■ **Collected data entries**:

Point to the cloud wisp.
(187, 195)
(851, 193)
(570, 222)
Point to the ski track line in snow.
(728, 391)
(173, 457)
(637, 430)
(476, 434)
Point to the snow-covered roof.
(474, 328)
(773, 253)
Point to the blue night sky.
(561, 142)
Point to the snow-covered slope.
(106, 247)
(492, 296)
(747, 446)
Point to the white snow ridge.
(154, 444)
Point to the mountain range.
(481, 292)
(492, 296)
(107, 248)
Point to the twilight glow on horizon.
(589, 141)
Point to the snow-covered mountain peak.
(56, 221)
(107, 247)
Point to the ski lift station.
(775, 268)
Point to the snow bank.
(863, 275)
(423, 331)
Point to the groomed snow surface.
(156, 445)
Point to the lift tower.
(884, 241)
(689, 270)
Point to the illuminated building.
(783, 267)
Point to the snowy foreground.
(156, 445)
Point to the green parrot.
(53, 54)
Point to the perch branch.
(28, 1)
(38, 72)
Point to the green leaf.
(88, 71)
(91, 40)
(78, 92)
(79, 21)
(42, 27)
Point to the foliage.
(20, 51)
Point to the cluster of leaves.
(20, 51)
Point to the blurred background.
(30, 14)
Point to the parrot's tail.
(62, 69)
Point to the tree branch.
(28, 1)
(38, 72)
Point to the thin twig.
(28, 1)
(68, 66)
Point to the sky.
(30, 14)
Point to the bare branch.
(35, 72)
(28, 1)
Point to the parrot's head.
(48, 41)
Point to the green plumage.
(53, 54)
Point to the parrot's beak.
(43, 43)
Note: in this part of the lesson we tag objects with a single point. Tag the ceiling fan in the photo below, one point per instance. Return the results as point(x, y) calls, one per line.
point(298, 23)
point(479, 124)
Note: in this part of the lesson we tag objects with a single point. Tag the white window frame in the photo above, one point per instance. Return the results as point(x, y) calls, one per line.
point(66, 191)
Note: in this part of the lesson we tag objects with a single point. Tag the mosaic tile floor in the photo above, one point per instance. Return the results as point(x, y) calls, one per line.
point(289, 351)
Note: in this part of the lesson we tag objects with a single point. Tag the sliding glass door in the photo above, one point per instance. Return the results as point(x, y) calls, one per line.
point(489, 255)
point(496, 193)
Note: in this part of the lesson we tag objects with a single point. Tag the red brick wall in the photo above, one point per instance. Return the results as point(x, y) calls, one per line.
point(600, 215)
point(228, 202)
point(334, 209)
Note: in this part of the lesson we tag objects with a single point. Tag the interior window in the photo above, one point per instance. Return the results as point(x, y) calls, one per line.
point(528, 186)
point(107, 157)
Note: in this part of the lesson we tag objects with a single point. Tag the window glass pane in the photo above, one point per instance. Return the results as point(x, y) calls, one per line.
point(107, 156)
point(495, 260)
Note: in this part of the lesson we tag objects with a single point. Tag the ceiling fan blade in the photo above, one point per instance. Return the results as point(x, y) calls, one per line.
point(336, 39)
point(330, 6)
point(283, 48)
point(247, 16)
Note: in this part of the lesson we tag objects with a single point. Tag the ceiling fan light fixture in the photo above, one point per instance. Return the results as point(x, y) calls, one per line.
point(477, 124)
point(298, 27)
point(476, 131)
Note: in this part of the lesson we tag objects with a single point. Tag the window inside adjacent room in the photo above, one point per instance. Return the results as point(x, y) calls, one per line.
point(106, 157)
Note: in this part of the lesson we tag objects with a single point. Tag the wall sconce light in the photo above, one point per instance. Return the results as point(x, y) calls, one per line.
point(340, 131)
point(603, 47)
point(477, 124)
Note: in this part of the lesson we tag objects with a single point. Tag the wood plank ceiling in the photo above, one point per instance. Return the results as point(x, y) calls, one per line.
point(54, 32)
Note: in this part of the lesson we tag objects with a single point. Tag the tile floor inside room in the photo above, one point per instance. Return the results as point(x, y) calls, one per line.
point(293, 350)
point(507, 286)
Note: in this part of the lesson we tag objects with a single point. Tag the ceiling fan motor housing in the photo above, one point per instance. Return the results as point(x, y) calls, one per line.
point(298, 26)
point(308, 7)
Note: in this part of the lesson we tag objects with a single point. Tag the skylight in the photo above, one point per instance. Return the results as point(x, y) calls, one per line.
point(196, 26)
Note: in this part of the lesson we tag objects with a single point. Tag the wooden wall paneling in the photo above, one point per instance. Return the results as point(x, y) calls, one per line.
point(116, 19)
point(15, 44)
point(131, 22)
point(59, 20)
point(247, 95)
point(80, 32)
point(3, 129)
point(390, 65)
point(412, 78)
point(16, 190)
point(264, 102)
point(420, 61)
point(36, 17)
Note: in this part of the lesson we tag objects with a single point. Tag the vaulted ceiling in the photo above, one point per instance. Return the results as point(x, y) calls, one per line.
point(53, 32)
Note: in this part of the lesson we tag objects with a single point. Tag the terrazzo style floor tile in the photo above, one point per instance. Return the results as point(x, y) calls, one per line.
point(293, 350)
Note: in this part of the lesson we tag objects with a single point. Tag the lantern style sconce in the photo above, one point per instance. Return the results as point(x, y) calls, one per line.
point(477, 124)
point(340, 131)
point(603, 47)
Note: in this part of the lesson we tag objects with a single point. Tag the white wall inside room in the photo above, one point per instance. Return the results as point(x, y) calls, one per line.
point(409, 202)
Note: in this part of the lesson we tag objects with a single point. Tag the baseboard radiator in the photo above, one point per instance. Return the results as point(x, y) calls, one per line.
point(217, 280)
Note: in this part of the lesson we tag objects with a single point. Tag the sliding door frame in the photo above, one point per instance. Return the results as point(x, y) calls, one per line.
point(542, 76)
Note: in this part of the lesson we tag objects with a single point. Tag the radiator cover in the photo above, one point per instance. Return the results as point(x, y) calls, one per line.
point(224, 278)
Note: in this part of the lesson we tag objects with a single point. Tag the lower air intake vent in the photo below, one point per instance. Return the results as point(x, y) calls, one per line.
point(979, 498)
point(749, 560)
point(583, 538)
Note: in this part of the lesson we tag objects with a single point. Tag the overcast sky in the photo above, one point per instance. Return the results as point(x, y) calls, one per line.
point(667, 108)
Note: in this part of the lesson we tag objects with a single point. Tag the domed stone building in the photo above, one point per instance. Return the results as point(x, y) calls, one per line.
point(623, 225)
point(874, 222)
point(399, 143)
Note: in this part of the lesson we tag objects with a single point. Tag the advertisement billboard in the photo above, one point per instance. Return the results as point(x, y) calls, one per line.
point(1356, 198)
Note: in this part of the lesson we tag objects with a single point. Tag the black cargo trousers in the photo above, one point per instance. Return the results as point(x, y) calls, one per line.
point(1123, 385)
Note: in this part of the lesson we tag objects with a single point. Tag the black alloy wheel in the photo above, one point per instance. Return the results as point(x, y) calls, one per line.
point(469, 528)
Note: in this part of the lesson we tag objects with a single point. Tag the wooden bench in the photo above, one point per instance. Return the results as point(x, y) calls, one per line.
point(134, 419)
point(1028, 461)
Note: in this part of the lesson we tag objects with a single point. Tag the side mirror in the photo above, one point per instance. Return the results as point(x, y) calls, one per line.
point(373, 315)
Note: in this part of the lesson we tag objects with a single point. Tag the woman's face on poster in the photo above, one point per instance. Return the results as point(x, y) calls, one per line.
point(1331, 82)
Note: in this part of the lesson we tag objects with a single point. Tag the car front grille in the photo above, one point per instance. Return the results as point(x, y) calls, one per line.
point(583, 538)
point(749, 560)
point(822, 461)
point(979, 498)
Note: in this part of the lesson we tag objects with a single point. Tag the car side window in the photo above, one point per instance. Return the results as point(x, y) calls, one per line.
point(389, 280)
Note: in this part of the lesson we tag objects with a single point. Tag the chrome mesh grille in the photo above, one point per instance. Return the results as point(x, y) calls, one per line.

■ **What the exercise asks**: Could you transcribe each entry exactly as it stands?

■ **Answer box**:
Point to the cloud wisp.
(187, 195)
(851, 193)
(570, 222)
Point to the ski track line in snow.
(728, 391)
(173, 457)
(637, 430)
(476, 434)
Point to the snow-covered roof.
(474, 328)
(773, 253)
Point to the blue night sky.
(561, 142)
Point to the snow-covered slope.
(106, 247)
(492, 296)
(747, 446)
Point to the white snow ridge.
(154, 444)
Point to the mountain range.
(481, 292)
(492, 296)
(107, 248)
Point to the twilight glow on horizon.
(589, 141)
Point to the snow-covered mountain peak.
(56, 221)
(107, 247)
Point to the ski lift station.
(775, 268)
Point to the snow bank.
(863, 275)
(423, 331)
Point to the groomed snow surface.
(156, 445)
Point to the lift tower.
(884, 241)
(689, 270)
Point to the illuminated building.
(783, 267)
Point to the snowy foreground.
(156, 445)
Point to the green parrot.
(53, 54)
Point to the perch branch.
(28, 1)
(38, 72)
Point to the green leaf.
(88, 71)
(91, 40)
(78, 92)
(79, 21)
(42, 27)
Point to the foliage.
(20, 51)
Point to the cluster of leaves.
(20, 51)
Point to the blurred background.
(30, 14)
Point to the parrot's tail.
(62, 69)
Point to the tree branch.
(28, 1)
(38, 72)
Point to the thin twig.
(28, 1)
(68, 66)
Point to the sky.
(30, 14)
Point to the bare branch.
(35, 72)
(28, 1)
Point to the parrot's head.
(48, 41)
Point to the green plumage.
(53, 54)
Point to the parrot's beak.
(43, 43)
Note: in this part of the lesson we tag objects with a single point. Tag the ceiling fan in the photo below, one point per instance. Return the results as point(x, y) calls, one per line.
point(298, 23)
point(479, 124)
Note: in this part of the lesson we tag objects with a single point. Tag the white window frame in the photo above, one point per instance. Return the results as point(x, y) calls, one per line.
point(66, 191)
Note: in this part of the lesson we tag objects with a single point. Tag the mosaic tile floor in the photo above, one point per instance. Return the results as point(x, y) calls, one per line.
point(289, 351)
Note: in this part of the lesson we tag objects with a single point. Tag the sliding glass door in the photo above, one point per instance. Return the results as point(x, y) calls, one per line.
point(489, 255)
point(496, 193)
Note: in this part of the lesson we tag objects with a single point. Tag the red brick wall in the photo above, one point per instance. Return the results as point(x, y) calls, one per line.
point(600, 215)
point(228, 202)
point(334, 209)
Note: in this part of the lesson we tag objects with a single point. Tag the interior window in the photo above, one point per instance. Return the results as point(x, y) calls, one per line.
point(528, 186)
point(107, 157)
Note: in this part of the lesson we tag objects with a single point. Tag the window glass pane in the photo above, one point per instance. Return the results as point(x, y) calls, one per line.
point(107, 156)
point(495, 260)
Note: in this part of the lesson we tag objects with a single point. Tag the ceiling fan blade in the photo above, one point per instance. Return the results as point(x, y) calls, one per line.
point(336, 39)
point(330, 6)
point(283, 48)
point(247, 16)
Note: in this part of the lesson we tag objects with a single point. Tag the ceiling fan light fixture in the photo above, one point per instance. Return the results as point(x, y) calls, one per line.
point(477, 124)
point(298, 27)
point(476, 131)
Note: in this part of the lesson we tag objects with a single point. Tag the window inside adjacent room in the photo above, one point per instance. Return the results as point(x, y) calls, one per line.
point(106, 157)
Note: in this part of the lesson we tag objects with a single point. Tag the wall sconce light in the photo above, one point per instance. Return the results as point(x, y) calls, one per line.
point(340, 131)
point(603, 47)
point(477, 124)
Note: in this part of the lesson we tag objects with a single point. Tag the wood plank ceiling in the photo above, one point per instance. Return the results as point(x, y) calls, one per line.
point(54, 32)
Note: in this part of the lesson we tag objects with a single point. Tag the tile floor inside room in the photo above, one point per instance. Return the results as point(x, y) calls, one per line.
point(293, 350)
point(507, 286)
Note: in this part of the lesson we tag objects with a single point. Tag the ceiling fan motor housing in the photo above, one point per instance. Return the results as point(x, y) calls, one per line.
point(298, 26)
point(308, 7)
Note: in this part of the lesson we tag objects with a single point. Tag the skylight in the photo above, one point per instance. Return the results as point(x, y) calls, one per line.
point(196, 26)
Note: in this part of the lesson we tag objects with a single point. Tag the wooden wall paneling in the photo above, one point per instance. Return the results as point(x, y) calls, one per line.
point(116, 19)
point(15, 44)
point(131, 22)
point(59, 20)
point(247, 95)
point(80, 32)
point(3, 129)
point(390, 65)
point(412, 78)
point(16, 190)
point(264, 102)
point(420, 61)
point(36, 17)
Note: in this part of the lesson we tag objects with a single point. Tag the vaulted ceiling in the photo above, one point per instance. Return the results as point(x, y) calls, one per line.
point(53, 32)
Note: in this part of the lesson we tag objects with a single point. Tag the terrazzo style floor tile in the photo above, one point per instance. Return the results as point(x, y) calls, one per line.
point(293, 350)
Note: in this part of the lesson we tag objects with a single point. Tag the lantern style sconce in the photo above, one point per instance. Return the results as point(x, y) calls, one per line.
point(477, 124)
point(340, 131)
point(603, 47)
Note: in this part of the lesson we tag objects with a single point. Tag the white wall inside room in the photo above, one point per instance. Return the results as point(x, y) calls, one per line.
point(409, 202)
Note: in this part of the lesson we tag objects with a single point. Tag the baseboard radiator in the photo above, one point per instance. Return the results as point(x, y) calls, one per line.
point(217, 280)
Note: in this part of the lesson we tag objects with a single point. Tag the sliding door frame in the photo above, one point per instance. Return the results as point(x, y) calls, one per line.
point(542, 76)
Note: in this part of the lesson we tag objects with a single point. Tag the radiator cover in the photo above, one point per instance. Return the results as point(x, y) calls, one per line.
point(224, 278)
Note: in this part of the lesson we tag objects with a single point. Tag the lower air intake vent in the photo below, one point per instance. Return the results as point(x, y) calls, one per line.
point(979, 498)
point(749, 560)
point(583, 538)
Note: in this part of the lesson we tag objects with a single point. Tag the overcast sky in the photo above, one point per instance. Return the results as point(x, y) calls, one per line.
point(667, 108)
Note: in this part of the lesson we tag objects with a single point. Tag the domed stone building in the photo above, one point per instance. Return the results as point(x, y) calls, one per line.
point(623, 225)
point(874, 222)
point(399, 143)
Note: in this part of the lesson we tag objects with a single point. Tag the advertisement billboard in the photo above, one point per instance. Return the results as point(x, y) calls, one per line.
point(1356, 198)
Note: in this part of the lesson we tag objects with a single point. Tag the black cargo trousers in the photo above, one point per instance. Return the results as point(x, y) calls, one per line.
point(1123, 385)
Note: in this part of the lesson we tag objects with a single point. Tag the black alloy wheel in the photo above, one point per instance. Return the results as point(x, y) calls, one per line.
point(469, 528)
Note: in this part of the lesson we tag objects with a single point. Tag the wooden bench in the photo above, one point per instance. Return the results as point(x, y) calls, one per line.
point(134, 419)
point(1028, 461)
Note: in this part of the lesson we tag objects with a single point. Tag the side mirror in the photo above, one point per instance. Return the results as point(x, y) calls, one per line.
point(373, 315)
Note: in this part of the lesson we tag objects with a single point. Tag the woman's face on poster in the photo above, one point per instance. Return the results as point(x, y) calls, one per line.
point(1331, 82)
Note: in this part of the lesson we tag objects with a single point. Tag the car front grille in the photo above, one point per instance. Return the results as point(x, y) calls, one per line.
point(583, 538)
point(749, 560)
point(822, 461)
point(979, 498)
Note: in this part of the lesson we tag objects with a single point. Tag the car side window in the photo above, one point per instance. Return the results as point(x, y) calls, one per line.
point(389, 280)
Note: in this part of the lesson we tag objects with a single point. Tag the chrome mesh grille in the photo above, one point per instance. Return the results as point(x, y) calls, one per line.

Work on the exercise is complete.